>> start INPUT FOR THIS TASK

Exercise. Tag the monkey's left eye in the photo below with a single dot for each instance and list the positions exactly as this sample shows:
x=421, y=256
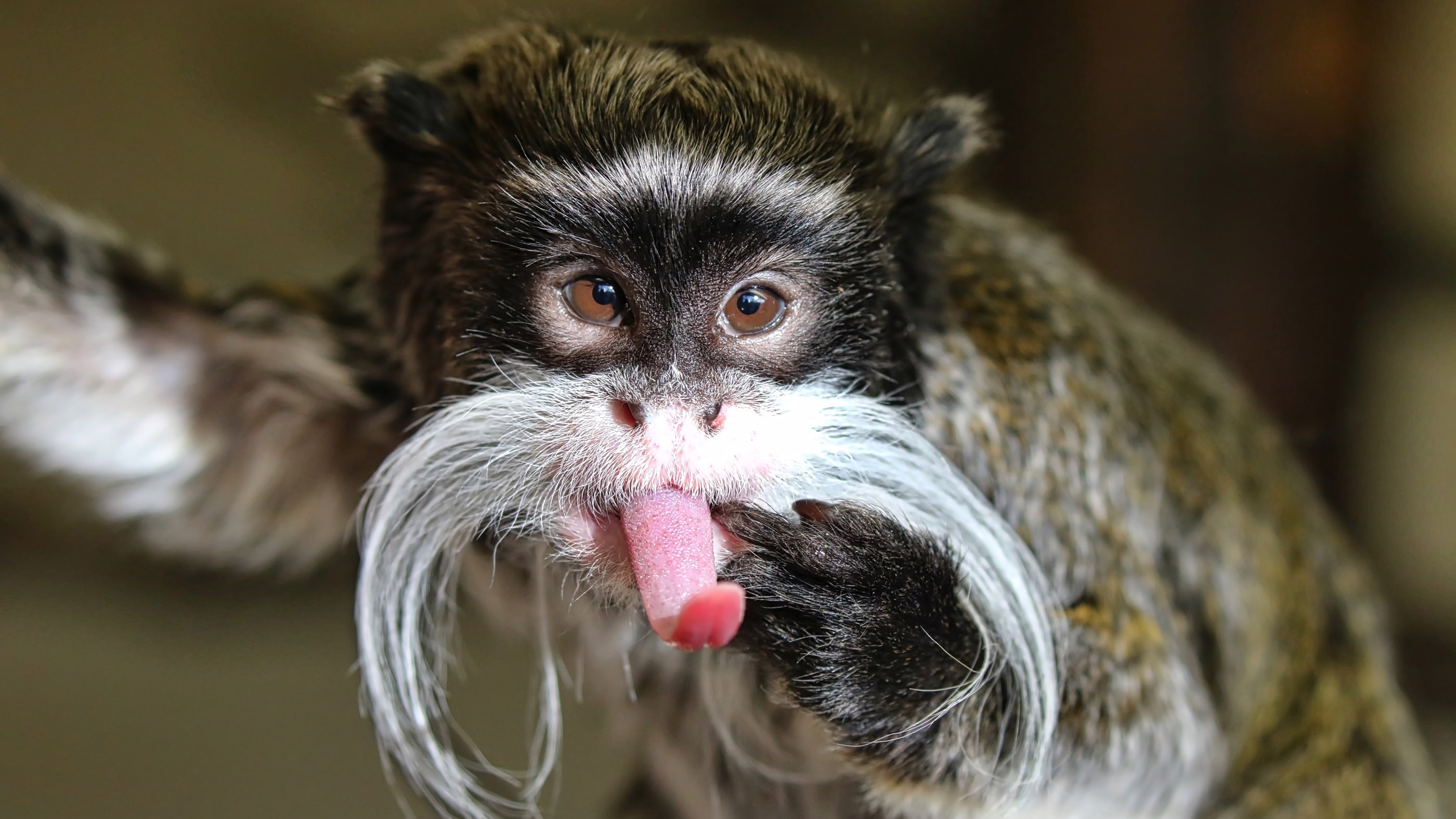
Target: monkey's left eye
x=596, y=299
x=753, y=309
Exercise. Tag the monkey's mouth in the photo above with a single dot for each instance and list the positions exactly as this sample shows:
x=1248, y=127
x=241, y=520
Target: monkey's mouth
x=674, y=549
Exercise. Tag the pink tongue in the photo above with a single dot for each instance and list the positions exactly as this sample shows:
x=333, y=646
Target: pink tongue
x=670, y=535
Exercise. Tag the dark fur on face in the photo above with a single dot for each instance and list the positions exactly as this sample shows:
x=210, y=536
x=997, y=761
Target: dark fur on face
x=534, y=149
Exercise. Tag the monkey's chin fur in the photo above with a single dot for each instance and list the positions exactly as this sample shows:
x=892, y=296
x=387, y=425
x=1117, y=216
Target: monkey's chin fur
x=505, y=464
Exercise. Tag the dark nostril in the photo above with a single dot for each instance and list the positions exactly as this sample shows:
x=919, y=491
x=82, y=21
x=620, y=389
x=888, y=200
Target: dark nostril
x=627, y=413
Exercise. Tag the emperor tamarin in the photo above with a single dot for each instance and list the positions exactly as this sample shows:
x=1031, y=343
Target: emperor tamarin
x=679, y=339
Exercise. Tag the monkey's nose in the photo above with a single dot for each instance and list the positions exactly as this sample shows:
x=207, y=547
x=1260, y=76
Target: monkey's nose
x=628, y=413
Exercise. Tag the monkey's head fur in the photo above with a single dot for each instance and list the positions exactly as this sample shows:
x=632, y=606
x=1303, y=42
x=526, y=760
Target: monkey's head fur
x=681, y=171
x=616, y=267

>> end INPUT FOR THIS TASK

◆ **JOB**: Arrange the lines of the listing above as a JSON list of strings, one string per line and blank lines omitted, starting at the line that contains "Exercise. Tag the dark fur" and ending at the line that contains "x=534, y=149", both included.

◆ **SOLUTION FOR THIS EXERCISE**:
[
  "Exercise. Tag the dark fur on face in the photo above with a single dot for each instance and list the positions exactly as this sample shows:",
  "x=210, y=536",
  "x=997, y=761",
  "Target: dark fur on face",
  "x=534, y=149"
]